■ INFORMASI YANG DIBERIKAN ■
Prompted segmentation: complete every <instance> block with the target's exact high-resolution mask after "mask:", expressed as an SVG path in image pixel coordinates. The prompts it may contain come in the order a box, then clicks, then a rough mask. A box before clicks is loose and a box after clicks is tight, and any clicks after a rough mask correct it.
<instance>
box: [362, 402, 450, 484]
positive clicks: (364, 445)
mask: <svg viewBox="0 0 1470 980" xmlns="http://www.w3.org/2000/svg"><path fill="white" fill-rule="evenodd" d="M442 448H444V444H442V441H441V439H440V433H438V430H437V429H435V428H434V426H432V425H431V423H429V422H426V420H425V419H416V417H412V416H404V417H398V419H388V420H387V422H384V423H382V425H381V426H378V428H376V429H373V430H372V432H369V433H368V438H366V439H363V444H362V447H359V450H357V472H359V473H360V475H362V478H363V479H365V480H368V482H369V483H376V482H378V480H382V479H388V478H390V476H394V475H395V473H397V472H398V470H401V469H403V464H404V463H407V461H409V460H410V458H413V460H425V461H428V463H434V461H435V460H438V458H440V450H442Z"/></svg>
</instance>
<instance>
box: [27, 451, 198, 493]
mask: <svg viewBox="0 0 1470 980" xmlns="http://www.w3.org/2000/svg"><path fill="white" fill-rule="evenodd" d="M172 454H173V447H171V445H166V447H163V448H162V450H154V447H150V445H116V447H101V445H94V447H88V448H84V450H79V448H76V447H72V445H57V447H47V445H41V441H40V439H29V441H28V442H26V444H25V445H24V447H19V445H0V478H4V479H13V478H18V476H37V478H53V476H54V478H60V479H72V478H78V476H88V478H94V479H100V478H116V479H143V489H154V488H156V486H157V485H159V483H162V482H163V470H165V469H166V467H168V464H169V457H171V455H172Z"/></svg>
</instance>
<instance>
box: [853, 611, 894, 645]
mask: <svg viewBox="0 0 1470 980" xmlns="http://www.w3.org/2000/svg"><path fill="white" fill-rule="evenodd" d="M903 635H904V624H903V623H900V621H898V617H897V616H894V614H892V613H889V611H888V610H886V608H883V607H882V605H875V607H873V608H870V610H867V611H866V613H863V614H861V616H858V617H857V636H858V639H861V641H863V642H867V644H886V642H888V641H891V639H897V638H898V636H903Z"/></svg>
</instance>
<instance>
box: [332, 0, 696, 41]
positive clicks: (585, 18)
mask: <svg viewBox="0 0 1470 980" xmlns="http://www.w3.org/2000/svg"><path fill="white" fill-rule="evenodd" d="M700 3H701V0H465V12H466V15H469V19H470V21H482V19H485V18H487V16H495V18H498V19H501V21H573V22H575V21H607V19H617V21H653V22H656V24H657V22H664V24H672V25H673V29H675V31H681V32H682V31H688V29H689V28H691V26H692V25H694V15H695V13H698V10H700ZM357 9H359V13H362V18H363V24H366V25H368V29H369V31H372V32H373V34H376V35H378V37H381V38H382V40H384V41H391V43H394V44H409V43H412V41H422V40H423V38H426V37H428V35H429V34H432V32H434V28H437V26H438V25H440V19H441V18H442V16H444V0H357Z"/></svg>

■ TUGAS TERTULIS ■
Kembalikan tanpa perubahan sedikit pun semua baris materi, mulai dari awal materi hingga baris yang memuat "positive clicks: (364, 445)", termasuk baris tersebut.

■ HASIL TUGAS ■
Prompted segmentation: complete every <instance> block with the target's exact high-resolution mask after "mask:", expressed as an SVG path in image pixel coordinates. The prompts it may contain come in the order a box, then clicks, then a rough mask. A box before clicks is loose and a box after clicks is tight, and any clicks after a rough mask correct it.
<instance>
box: [362, 402, 450, 484]
positive clicks: (364, 445)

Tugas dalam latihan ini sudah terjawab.